And then I can do things like:

actor Experiment {
    func performExperiment() async {
        let iterations = 1_000_000
        let values = Array(0..<iterations)
        let sequence = DispatchQueue.concurrentPerformResults(iterations: iterations) { range in
            values[range].map { $0 * 2 }
        }

        var results = Array(repeating: 0, count: iterations)
        for await chunk in sequence {
            results.replaceSubrange(chunk.range, with: chunk.values)
        }
        print(results)
    }
}

And when I profile this:

Note that these finish in a fairly random order (which is why I built the array and used replaceSubrange, to reassemble the results in the correct order).

2 Likes

Yeah that's a good point. The guide should include some details on which APIs/behaviors are unsafe.

This is not what blocking a thread means. The rule is that you must either be doing on-CPU work (like arithmetic here). “Blocking” is when you’re occupying one of the threads in the thread pool but not actively using it to do work on the CPU, such as when you’re waiting on a semaphore or mutex. You’re expected to have chunks of time on the concurrent thread pool where you are doing work.

As you discussed, it is indeed important to size that work so that the inherent overhead of the concurrency runtime is relatively small in comparison to useful work, while keeping the tasks small enough that the system can distribute work effectively. For example, on Apple Silicon devices, the efficiency cores run slower than the performance cores and as a result can complete fewer batches of work. So it is beneficial to have substantially more batches than there are CPU cores to ensure all cores finish up their work at about the same time.

**Data block**
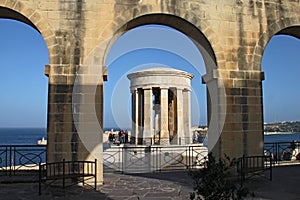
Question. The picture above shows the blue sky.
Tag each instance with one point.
(23, 87)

**What you need to do**
[a] In the forum excerpt on Swift concurrency, why does the example collect its output in a preallocated array filled with replaceSubrange? Answer in one to three sentences.
[b] Quote the forum excerpt on Swift concurrency word for word, starting with "var results = Array(repeating: 0, count: iterations)" and going on through "print(results)".

**Expected results**
[a] The concurrent chunks finish in a fairly random order. Building the array and writing each chunk into its range with replaceSubrange reassembles the results in the correct order.

[b]
var results = Array(repeating: 0, count: iterations)
        for await chunk in sequence {
            results.replaceSubrange(chunk.range, with: chunk.values)
        }
        print(results)